▶ [Task statement]
Can you rewrite the data, starting at its first line and ending at the line containing "[49, 2, 120, 88]", swapping "encloses" for "surrounds" and leaving everything else unchanged?

>> START Information given

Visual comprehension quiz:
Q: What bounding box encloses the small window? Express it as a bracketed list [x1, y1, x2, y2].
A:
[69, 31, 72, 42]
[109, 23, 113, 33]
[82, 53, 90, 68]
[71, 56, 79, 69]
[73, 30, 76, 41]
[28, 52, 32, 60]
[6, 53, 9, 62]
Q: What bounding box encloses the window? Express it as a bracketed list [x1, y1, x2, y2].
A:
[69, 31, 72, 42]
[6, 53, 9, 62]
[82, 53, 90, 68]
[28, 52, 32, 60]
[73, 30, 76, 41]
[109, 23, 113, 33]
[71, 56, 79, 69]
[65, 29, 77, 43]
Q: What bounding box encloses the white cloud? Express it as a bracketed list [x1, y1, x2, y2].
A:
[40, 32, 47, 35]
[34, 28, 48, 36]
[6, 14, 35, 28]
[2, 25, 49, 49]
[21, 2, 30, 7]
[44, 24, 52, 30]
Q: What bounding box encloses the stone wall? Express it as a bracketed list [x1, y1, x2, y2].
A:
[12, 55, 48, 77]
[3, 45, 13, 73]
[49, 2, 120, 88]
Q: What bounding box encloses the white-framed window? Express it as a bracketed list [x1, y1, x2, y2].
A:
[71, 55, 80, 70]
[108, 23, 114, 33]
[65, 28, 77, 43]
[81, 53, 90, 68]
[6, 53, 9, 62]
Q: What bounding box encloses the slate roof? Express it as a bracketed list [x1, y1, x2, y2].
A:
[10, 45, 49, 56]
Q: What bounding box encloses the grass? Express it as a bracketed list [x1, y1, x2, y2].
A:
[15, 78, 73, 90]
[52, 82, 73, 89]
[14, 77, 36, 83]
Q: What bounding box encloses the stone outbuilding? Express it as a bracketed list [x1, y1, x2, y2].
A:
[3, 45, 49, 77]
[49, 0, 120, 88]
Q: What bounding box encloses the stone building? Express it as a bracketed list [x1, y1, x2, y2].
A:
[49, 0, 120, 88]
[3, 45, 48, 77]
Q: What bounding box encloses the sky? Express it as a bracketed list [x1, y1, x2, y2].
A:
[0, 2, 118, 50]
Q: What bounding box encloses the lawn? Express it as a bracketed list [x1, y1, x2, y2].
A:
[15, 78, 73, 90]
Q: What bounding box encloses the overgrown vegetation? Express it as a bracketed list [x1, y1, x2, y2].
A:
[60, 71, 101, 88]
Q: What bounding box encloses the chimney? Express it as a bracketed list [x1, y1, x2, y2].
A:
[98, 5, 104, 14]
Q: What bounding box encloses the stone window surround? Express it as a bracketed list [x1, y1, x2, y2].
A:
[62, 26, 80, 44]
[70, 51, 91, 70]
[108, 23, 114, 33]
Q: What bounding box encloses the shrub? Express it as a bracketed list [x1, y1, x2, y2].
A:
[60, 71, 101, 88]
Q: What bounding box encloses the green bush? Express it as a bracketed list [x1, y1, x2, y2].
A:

>> END Information given

▶ [Response to this task]
Visual comprehension quiz:
Q: What bounding box surrounds the small window? Express it as a bracketed list [x1, y1, x2, y2].
A:
[69, 31, 72, 42]
[109, 23, 113, 33]
[82, 53, 90, 68]
[71, 56, 79, 69]
[73, 30, 76, 41]
[28, 52, 32, 60]
[6, 53, 9, 62]
Q: What bounding box surrounds the window? Express it as a bracketed list [x1, y1, x2, y2].
A:
[69, 31, 72, 42]
[6, 53, 9, 62]
[82, 53, 90, 68]
[28, 52, 32, 60]
[73, 30, 76, 41]
[109, 23, 113, 33]
[71, 56, 79, 69]
[65, 29, 77, 43]
Q: What bounding box surrounds the white cloud? Express it as a bracketed list [x1, y1, x2, y2].
A:
[40, 32, 47, 35]
[34, 28, 48, 36]
[6, 14, 35, 28]
[2, 25, 49, 49]
[21, 2, 30, 7]
[44, 24, 52, 30]
Q: What bounding box surrounds the stone wall? Express it as a bracketed list [x1, y1, x2, y2].
A:
[12, 55, 48, 77]
[3, 45, 13, 73]
[49, 2, 120, 88]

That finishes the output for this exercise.